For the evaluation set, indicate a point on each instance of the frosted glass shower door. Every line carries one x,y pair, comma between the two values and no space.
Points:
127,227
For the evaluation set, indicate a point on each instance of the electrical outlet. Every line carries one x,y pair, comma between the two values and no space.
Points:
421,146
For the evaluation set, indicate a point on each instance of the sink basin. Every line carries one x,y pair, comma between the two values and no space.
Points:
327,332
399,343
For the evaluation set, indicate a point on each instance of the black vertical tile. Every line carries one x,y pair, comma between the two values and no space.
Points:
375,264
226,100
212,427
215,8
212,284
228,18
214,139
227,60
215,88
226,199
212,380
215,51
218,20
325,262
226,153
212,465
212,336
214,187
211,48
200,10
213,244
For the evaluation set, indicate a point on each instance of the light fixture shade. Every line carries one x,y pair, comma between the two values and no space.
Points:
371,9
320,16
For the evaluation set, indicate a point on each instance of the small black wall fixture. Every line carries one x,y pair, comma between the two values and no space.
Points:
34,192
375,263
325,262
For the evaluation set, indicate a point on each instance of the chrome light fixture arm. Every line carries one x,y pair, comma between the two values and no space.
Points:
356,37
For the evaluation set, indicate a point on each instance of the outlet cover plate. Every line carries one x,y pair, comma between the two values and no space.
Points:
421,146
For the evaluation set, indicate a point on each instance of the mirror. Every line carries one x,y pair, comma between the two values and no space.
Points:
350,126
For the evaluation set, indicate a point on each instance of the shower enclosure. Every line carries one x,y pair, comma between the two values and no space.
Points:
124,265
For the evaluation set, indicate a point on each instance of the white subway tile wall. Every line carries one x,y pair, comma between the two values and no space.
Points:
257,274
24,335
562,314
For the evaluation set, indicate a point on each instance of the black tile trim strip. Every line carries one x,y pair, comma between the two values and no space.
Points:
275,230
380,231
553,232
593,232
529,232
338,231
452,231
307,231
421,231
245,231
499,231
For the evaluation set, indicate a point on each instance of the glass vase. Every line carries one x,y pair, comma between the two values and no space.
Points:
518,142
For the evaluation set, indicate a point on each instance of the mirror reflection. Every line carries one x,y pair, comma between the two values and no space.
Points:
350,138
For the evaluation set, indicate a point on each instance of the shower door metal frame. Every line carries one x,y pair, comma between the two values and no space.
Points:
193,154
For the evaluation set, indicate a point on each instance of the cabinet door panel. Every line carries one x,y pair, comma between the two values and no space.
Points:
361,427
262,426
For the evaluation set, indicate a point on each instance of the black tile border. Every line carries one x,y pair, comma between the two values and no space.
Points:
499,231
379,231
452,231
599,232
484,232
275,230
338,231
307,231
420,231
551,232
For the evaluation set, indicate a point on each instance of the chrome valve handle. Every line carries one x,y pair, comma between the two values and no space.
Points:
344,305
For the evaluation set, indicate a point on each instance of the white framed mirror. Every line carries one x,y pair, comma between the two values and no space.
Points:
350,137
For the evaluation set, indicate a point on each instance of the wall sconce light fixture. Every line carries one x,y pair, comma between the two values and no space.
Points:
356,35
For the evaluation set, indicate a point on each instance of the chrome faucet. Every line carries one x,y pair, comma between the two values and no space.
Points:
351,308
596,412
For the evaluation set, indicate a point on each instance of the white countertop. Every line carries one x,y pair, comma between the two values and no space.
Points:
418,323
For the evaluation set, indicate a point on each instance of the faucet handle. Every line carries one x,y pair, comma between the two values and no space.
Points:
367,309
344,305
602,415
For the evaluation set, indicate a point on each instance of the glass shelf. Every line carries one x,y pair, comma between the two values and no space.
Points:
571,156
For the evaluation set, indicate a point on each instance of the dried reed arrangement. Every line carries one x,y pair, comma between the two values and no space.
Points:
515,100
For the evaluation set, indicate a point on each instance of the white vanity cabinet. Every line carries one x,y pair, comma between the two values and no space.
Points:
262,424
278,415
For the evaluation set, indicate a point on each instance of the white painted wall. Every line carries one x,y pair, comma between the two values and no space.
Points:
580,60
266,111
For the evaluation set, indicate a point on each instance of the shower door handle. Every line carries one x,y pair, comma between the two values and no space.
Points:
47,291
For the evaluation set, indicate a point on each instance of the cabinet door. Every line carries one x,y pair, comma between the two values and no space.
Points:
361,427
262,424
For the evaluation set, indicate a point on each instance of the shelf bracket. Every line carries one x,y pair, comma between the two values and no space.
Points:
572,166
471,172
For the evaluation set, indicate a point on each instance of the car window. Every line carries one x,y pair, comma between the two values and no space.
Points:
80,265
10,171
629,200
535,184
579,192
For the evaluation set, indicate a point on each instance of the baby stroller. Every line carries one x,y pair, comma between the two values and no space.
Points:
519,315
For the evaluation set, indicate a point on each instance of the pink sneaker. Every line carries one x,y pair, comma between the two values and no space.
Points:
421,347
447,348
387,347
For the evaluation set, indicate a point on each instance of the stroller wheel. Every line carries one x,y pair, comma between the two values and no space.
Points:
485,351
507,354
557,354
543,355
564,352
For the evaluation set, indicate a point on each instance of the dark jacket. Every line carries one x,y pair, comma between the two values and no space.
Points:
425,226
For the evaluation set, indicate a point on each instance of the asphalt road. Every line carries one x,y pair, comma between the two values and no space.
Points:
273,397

────────────────────

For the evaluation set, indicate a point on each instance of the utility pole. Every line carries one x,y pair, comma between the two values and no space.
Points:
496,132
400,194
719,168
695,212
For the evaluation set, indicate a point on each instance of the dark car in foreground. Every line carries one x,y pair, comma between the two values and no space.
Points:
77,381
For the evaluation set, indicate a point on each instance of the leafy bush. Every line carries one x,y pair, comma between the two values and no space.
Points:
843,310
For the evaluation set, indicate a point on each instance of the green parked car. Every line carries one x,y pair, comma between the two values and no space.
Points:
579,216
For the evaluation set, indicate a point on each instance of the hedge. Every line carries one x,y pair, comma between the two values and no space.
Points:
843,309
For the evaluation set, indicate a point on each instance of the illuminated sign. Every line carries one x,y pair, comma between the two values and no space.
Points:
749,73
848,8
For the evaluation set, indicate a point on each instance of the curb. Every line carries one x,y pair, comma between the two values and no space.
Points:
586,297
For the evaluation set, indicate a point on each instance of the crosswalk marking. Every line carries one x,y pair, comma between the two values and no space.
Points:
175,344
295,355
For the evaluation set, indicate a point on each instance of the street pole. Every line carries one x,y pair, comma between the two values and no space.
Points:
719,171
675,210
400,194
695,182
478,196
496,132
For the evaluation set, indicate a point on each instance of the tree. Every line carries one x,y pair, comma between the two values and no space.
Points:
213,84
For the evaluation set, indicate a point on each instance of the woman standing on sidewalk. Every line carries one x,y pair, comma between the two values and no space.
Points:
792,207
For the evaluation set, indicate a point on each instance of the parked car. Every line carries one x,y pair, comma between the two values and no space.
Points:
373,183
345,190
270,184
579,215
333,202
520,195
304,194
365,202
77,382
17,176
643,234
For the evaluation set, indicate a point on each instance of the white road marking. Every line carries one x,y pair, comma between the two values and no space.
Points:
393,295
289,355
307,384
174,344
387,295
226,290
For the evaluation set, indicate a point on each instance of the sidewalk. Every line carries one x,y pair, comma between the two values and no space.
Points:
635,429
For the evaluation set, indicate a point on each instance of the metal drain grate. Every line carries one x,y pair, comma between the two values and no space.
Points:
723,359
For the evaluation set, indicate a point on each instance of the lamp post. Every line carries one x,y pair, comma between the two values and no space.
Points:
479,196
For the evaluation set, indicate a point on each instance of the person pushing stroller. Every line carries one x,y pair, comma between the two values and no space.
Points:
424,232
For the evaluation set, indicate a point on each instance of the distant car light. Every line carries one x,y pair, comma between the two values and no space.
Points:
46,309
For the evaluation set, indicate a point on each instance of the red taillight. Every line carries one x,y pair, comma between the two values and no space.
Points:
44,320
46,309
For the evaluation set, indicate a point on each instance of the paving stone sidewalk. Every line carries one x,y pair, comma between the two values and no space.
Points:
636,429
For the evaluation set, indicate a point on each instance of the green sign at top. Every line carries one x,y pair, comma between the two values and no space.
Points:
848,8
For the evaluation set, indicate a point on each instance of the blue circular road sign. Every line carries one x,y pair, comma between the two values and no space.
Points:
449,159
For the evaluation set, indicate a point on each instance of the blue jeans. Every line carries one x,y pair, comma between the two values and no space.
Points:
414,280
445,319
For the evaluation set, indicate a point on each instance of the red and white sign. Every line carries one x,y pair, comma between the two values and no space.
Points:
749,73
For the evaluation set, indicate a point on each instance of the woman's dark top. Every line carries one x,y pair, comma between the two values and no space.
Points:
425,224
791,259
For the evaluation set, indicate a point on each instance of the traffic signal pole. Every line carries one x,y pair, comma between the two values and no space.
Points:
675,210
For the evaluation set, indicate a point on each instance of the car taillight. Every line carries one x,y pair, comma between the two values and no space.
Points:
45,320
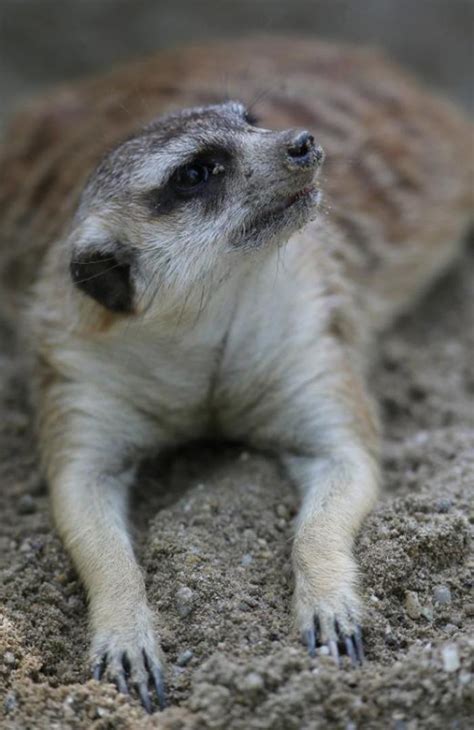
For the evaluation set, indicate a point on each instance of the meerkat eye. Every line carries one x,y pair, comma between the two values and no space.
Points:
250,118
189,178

────────────────────

From the items above, pull out every line that contains the word "faucet", matching case exactly.

For the evaluation set, indicate a point on each instance of the chrome faucet. Every line carries one x,y pair, comma between the two values and no space.
For the evaluation set, indicate a point on each instance of the faucet handle. Every line carries one x,y pair, comma between the two values and no space.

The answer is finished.